TRECHO DO TEXTO =>
Cris pacientemente conduziu a amiga a um Centro de Testagem e Aconselhamento (www.aids.gov.br/fiquesabendo). Aracy tinha a certeza de que todos a olhavam para com compaixão por ser uma portadora do vírus e logo foi conduzida para o atendimento.

- Pode me contar, doutora. Estou preparada. Fui infectada?

- Isso só saberemos depois do teste. Fica pronto em vinte minutos.

- Rápido assim?

- Sim, com a tecnologia de hoje é possível detectar a infecção por HIV muito rápido e
usamos os testes de dois laboratórios, para ter certeza. Vai ser só uma picadinha.

- Ui!

- Calma. Agora, me diga, por que você está aqui hoje?

- Então, doutora, eu 'mantive contato', a senhora entende, foi assim, uma vez só, mas eu cheguei a colocar a boca e aí, ferrou tudo de vez, porque isso é grave, né, é possível a gente pegar só de encostar naquele líquido que sai...

- Pode parar. Quando foi isso?

- Já tem oito meses.

- Ótimo. A janela para o teste dar errado hoje é de no máximo seis meses, mas a esmagadora maioria dos casos positivos são detectados em dois meses.

- Ai, que angústia!

- E como você sabe que o rapaz em questão está infectado? Ele mostrou o teste para você?

- Não, eu nem tenho mais contato com ele. Mas a gente ouviu dizer que ele tem perdido muito peso ultimamente.

- E em vez de achar que ele está de dieta essa turma da fofoca paralela preferiu sentenciar que ele está com HIV.

- Exato. Nossa, a senhora é boa mesmo.

OBJETIVO DA TAREFA => Reescreva o trecho do diálogo sobre o teste de HIV de "- Ai, que angústia!" até "está com HIV.", inclusive, substituindo "peso" por "cabelo".

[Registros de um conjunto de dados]
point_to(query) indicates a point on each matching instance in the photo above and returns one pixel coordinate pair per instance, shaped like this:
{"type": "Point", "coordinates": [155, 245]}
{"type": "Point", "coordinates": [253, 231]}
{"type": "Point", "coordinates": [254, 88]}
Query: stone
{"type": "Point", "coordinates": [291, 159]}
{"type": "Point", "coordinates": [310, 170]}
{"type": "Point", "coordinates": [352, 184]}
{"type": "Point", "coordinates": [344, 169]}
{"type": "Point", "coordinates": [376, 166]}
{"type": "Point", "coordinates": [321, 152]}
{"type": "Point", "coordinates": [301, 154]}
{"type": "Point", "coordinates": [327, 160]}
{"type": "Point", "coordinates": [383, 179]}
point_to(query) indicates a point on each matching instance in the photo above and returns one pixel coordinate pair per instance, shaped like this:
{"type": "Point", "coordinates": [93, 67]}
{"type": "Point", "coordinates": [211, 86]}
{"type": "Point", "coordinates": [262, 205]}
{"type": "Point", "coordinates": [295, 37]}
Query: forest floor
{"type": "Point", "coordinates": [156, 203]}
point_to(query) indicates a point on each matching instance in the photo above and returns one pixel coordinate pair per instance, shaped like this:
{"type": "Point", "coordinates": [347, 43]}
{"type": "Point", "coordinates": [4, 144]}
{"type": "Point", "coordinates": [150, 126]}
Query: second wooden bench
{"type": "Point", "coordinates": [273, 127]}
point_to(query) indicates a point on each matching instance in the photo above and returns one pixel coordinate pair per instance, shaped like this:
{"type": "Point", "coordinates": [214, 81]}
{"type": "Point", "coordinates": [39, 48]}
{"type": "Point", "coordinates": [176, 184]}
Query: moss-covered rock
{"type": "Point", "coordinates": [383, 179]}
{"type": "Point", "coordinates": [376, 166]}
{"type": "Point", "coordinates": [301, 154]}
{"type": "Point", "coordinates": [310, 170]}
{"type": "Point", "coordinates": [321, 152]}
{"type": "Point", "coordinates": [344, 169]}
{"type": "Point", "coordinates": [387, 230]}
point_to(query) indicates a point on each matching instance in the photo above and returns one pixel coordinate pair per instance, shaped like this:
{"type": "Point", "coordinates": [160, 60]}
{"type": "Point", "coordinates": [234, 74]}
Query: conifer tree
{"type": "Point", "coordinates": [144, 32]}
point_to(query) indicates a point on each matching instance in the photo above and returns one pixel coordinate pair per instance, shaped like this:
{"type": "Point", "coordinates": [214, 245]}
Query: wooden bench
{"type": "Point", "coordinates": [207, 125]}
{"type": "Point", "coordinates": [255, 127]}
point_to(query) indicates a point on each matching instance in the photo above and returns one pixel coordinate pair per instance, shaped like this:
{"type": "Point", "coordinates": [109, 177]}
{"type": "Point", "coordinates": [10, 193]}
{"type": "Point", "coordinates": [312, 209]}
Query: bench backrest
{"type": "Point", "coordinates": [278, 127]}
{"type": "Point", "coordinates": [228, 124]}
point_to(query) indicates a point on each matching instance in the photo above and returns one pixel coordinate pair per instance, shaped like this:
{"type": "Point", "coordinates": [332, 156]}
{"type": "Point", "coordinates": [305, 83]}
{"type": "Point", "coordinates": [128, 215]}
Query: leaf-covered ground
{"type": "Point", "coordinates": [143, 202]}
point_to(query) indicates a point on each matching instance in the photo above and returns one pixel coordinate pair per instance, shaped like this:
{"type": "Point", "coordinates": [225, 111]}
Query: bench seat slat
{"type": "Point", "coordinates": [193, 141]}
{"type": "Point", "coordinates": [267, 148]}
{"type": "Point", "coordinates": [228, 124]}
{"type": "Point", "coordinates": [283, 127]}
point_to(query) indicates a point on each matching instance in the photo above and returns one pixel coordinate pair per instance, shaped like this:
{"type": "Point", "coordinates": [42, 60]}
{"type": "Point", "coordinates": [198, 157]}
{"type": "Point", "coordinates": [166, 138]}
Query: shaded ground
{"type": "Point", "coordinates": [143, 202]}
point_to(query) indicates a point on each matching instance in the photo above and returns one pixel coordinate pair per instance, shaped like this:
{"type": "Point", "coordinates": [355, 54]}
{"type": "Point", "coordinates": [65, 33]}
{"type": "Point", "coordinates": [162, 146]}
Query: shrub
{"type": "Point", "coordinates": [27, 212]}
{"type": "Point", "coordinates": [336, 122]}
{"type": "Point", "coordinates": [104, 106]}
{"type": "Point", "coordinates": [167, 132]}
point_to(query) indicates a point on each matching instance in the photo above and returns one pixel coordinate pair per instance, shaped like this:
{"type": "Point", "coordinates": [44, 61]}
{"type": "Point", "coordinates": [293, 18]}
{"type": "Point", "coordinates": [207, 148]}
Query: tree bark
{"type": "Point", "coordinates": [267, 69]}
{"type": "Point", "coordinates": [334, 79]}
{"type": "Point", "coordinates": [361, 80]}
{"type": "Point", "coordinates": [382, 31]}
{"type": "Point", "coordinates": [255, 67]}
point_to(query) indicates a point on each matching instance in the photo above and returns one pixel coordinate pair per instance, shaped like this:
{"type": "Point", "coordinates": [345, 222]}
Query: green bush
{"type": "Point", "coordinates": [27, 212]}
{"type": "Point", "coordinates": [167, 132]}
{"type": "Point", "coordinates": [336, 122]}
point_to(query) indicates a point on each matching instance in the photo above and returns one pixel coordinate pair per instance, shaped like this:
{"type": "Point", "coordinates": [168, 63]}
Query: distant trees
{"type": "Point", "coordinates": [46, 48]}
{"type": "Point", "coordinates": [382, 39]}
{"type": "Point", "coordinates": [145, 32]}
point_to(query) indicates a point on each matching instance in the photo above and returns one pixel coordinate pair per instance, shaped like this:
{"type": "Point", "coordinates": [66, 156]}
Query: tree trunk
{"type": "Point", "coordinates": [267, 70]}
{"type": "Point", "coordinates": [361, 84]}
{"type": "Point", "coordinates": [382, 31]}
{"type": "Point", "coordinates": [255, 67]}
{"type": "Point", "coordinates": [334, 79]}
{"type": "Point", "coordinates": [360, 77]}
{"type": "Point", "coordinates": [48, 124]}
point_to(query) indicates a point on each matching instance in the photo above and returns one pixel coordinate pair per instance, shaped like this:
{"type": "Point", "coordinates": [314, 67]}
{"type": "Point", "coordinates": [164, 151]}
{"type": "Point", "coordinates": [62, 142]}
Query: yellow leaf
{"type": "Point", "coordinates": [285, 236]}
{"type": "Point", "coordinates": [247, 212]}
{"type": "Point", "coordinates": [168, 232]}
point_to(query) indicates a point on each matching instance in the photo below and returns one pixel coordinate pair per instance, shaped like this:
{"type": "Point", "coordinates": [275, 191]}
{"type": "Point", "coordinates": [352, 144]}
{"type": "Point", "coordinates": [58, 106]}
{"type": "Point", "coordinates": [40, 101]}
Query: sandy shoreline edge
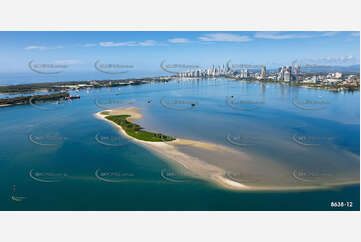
{"type": "Point", "coordinates": [198, 167]}
{"type": "Point", "coordinates": [168, 150]}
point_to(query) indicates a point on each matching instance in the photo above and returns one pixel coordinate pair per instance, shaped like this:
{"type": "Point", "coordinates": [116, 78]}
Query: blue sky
{"type": "Point", "coordinates": [145, 50]}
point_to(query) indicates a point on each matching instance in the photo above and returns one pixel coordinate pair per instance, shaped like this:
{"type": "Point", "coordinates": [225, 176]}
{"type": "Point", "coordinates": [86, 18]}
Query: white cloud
{"type": "Point", "coordinates": [332, 60]}
{"type": "Point", "coordinates": [113, 44]}
{"type": "Point", "coordinates": [279, 35]}
{"type": "Point", "coordinates": [89, 45]}
{"type": "Point", "coordinates": [37, 47]}
{"type": "Point", "coordinates": [128, 43]}
{"type": "Point", "coordinates": [178, 41]}
{"type": "Point", "coordinates": [223, 37]}
{"type": "Point", "coordinates": [148, 43]}
{"type": "Point", "coordinates": [329, 34]}
{"type": "Point", "coordinates": [67, 62]}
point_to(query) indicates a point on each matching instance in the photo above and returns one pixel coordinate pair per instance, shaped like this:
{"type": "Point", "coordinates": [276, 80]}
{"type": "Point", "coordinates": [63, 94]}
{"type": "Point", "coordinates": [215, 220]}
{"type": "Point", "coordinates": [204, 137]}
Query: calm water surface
{"type": "Point", "coordinates": [59, 157]}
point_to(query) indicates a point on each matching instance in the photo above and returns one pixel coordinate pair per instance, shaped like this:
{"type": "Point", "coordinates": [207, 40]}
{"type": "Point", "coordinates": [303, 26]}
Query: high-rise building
{"type": "Point", "coordinates": [287, 74]}
{"type": "Point", "coordinates": [297, 69]}
{"type": "Point", "coordinates": [281, 71]}
{"type": "Point", "coordinates": [263, 72]}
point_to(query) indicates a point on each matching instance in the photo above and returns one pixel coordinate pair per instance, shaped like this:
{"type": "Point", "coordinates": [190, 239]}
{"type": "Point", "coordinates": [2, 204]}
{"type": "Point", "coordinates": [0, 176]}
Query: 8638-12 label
{"type": "Point", "coordinates": [341, 204]}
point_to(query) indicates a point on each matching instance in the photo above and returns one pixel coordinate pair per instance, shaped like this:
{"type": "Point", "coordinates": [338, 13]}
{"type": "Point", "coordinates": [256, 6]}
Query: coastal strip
{"type": "Point", "coordinates": [168, 150]}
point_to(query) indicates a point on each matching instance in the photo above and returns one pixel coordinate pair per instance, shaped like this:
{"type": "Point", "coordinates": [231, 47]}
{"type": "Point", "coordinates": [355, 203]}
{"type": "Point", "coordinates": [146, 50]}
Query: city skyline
{"type": "Point", "coordinates": [145, 50]}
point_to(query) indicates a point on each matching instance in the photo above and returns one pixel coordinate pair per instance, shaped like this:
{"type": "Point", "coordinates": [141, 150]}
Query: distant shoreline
{"type": "Point", "coordinates": [197, 166]}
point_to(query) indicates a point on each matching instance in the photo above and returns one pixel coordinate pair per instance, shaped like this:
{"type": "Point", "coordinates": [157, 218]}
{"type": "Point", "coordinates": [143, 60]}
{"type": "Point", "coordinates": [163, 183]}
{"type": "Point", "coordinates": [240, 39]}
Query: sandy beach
{"type": "Point", "coordinates": [213, 162]}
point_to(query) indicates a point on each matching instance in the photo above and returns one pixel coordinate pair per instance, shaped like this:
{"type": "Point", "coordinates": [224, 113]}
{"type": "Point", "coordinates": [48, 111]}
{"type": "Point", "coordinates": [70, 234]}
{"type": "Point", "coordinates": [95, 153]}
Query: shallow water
{"type": "Point", "coordinates": [56, 143]}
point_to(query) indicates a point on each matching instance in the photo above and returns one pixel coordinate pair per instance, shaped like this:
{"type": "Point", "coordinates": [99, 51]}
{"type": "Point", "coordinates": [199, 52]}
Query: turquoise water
{"type": "Point", "coordinates": [59, 157]}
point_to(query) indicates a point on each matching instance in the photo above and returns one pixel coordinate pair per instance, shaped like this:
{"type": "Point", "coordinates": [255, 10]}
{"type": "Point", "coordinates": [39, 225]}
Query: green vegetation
{"type": "Point", "coordinates": [21, 100]}
{"type": "Point", "coordinates": [135, 130]}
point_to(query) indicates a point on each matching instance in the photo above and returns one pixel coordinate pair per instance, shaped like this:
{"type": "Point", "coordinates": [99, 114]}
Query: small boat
{"type": "Point", "coordinates": [73, 97]}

RESPOSTA ESPERADA =>
- Ai, que angústia!

- E como você sabe que o rapaz em questão está infectado? Ele mostrou o teste para você?

- Não, eu nem tenho mais contato com ele. Mas a gente ouviu dizer que ele tem perdido muito cabelo ultimamente.

- E em vez de achar que ele está de dieta essa turma da fofoca paralela preferiu sentenciar que ele está com HIV.